### Text segment
◇ ◇ ◇ ◇ ◇
Playwright-actress Rosalind Adler has come, a bit belatedly, to the discovery that gender roles are in a confusing flux these days, and has written a pleasant little comedy to illustrate that. 

A couple in their fifties, played by Adler and Crispin Letts, are wrestling with an unconventional marriage. She is the breadwinner, working twelve-hour days in marketing or something – her husband has never been quite sure – for a six-figure salary, while he is a writer who hasn't had a success for twenty years. 

He becomes convinced he's pregnant, while she develops a taste for submissive bondage. He cooks while she does a bit of carpentry, and they take turns back-seat driving when the other is at the wheel. Finally, through an unconventional route they find their way to the most conventional of ways to re-establish roles they can be comfortable with. 

Through a string of short blackout scenes author Adler offers us snapshots of the emotional and identity confusions her couple live with, while actress Adler and actor Letts, guided by director Kirsty Bennett, keep the whole bit of fluff anchored in a reality that reminds us, without spoiling the fun, that these are real people just trying to muddle through. 

But if you look back at that list of plot events you'll see the play's one failing. The playwright's scatter-gun method keeps the audience off balance and too often unsure where we're supposed to be directing our focus and sympathy.
◇ ◇ ◇ ◇ ◇
### Records provided
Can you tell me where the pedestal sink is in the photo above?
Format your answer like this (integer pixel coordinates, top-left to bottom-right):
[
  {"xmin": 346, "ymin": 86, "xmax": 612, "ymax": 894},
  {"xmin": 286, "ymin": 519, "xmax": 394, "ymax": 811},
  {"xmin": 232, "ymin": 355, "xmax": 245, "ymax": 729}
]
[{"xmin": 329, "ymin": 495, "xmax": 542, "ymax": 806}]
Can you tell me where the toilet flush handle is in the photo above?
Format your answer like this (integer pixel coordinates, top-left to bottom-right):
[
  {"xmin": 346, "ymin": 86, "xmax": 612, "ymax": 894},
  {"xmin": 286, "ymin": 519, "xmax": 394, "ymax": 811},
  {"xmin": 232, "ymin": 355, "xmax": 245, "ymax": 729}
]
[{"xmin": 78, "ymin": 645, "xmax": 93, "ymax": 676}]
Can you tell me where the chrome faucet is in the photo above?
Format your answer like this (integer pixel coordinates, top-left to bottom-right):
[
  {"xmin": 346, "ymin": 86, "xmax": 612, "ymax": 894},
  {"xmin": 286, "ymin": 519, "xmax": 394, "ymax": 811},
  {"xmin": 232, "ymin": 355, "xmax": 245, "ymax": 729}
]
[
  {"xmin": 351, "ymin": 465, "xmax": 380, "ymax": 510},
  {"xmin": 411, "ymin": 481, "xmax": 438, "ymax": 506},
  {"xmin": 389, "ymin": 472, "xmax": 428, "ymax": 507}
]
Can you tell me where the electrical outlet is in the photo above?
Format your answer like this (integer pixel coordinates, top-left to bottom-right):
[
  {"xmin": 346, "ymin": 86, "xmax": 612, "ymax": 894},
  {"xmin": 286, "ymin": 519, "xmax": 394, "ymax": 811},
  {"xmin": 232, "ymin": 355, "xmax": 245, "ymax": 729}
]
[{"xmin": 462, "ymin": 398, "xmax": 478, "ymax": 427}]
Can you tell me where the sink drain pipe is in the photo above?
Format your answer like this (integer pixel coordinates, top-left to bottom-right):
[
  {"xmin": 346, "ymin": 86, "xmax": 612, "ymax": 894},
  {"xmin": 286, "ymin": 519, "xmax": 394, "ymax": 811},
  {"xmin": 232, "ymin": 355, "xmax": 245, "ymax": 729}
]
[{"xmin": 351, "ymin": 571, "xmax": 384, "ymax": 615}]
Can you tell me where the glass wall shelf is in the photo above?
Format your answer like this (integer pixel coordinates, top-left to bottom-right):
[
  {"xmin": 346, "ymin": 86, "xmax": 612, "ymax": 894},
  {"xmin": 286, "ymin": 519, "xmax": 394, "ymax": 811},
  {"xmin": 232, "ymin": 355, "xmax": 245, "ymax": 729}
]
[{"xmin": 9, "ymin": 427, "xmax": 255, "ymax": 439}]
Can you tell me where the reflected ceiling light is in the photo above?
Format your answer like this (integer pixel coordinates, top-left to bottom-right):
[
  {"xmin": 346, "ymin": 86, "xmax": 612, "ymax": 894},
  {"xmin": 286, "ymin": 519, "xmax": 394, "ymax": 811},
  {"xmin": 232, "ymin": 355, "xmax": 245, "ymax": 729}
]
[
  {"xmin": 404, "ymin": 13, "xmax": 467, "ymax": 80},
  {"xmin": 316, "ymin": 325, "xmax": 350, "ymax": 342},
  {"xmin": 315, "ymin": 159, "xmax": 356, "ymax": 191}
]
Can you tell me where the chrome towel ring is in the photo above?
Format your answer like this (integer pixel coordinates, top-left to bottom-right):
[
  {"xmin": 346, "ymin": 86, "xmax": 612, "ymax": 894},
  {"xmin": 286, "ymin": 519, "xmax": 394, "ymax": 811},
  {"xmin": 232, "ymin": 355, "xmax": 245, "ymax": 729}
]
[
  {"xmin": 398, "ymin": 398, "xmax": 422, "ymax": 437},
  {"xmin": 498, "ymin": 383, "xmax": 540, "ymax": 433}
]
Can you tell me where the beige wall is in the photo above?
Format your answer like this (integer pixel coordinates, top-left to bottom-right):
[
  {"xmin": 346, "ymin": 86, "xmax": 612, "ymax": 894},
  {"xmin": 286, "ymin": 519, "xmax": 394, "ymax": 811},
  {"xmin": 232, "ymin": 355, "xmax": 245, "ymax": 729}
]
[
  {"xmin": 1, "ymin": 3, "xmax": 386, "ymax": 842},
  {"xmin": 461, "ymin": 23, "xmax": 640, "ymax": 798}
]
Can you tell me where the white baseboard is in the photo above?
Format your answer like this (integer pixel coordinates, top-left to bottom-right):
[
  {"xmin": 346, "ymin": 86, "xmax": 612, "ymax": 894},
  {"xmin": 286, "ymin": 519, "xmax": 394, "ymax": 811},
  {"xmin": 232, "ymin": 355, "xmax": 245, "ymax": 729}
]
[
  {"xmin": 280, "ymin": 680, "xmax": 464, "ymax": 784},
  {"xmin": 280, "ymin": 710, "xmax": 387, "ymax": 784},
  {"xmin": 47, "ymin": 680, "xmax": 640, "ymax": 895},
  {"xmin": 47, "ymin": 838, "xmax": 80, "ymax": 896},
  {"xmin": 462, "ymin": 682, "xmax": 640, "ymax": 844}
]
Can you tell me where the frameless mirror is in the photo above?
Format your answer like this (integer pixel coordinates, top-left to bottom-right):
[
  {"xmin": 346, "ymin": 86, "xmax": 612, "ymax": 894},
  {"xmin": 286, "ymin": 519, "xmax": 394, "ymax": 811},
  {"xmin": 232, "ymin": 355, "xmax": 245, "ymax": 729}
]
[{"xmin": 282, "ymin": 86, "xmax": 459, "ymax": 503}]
◇ ◇ ◇ ◇ ◇
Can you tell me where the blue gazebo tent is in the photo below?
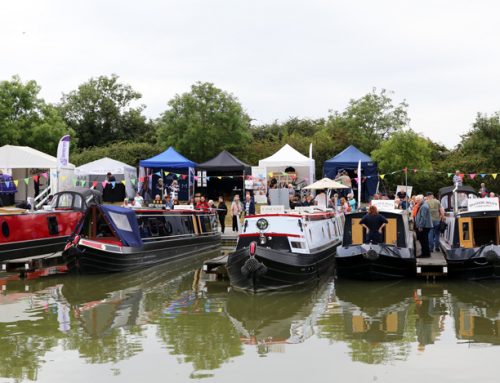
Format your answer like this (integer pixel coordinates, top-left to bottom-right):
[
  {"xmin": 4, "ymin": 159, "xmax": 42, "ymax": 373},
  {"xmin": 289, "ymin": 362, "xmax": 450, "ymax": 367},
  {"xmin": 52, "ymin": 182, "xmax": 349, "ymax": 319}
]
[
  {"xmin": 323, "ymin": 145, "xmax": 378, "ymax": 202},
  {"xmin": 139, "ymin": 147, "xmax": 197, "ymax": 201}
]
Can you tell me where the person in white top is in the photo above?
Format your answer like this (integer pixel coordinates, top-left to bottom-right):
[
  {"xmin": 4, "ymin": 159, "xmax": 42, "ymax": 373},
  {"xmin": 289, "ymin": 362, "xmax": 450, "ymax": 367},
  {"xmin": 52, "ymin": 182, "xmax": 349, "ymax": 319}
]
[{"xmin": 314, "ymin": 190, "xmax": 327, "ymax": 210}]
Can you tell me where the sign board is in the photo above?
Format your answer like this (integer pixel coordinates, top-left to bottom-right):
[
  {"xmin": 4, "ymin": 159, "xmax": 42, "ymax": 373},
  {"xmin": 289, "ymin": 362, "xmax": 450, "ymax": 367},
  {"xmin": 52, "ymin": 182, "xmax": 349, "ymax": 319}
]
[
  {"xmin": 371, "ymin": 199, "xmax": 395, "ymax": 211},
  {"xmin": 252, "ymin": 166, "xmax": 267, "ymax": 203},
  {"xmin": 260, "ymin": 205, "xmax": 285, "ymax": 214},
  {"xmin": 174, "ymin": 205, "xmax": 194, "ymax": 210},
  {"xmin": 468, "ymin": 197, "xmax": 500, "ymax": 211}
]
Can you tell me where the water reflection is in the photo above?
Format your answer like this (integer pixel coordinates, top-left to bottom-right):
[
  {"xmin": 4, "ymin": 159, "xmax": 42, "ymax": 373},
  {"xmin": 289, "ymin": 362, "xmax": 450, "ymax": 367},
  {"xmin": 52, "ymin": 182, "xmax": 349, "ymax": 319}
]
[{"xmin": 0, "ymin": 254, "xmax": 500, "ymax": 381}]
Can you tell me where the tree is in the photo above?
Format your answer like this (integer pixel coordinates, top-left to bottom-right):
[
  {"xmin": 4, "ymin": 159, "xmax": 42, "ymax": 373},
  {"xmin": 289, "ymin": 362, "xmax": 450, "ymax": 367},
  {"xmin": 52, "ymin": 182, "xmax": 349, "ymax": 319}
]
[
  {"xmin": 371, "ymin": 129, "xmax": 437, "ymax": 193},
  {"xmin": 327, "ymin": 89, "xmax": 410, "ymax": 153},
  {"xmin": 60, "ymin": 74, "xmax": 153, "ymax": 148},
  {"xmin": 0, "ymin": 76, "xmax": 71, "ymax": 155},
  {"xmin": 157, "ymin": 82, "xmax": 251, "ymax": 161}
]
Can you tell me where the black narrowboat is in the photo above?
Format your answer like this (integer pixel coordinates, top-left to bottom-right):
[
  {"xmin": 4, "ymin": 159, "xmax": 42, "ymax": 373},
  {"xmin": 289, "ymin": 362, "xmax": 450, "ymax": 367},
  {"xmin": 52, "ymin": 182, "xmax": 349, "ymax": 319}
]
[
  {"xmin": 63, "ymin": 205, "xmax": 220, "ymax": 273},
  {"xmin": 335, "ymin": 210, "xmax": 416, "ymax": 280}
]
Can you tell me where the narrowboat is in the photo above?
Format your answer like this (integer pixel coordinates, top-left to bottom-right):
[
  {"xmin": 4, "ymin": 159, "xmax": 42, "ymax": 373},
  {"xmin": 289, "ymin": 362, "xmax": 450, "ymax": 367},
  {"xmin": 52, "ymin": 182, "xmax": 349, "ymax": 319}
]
◇ ◇ ◇ ◇ ◇
### Requirement
Answer these questions on the review:
(a) How long are the wife's working days?
(b) What does the husband become convinced of?
(c) Who directs the actors?
The data plays no part here.

### Reply
(a) Twelve hours.
(b) That he's pregnant.
(c) Kirsty Bennett.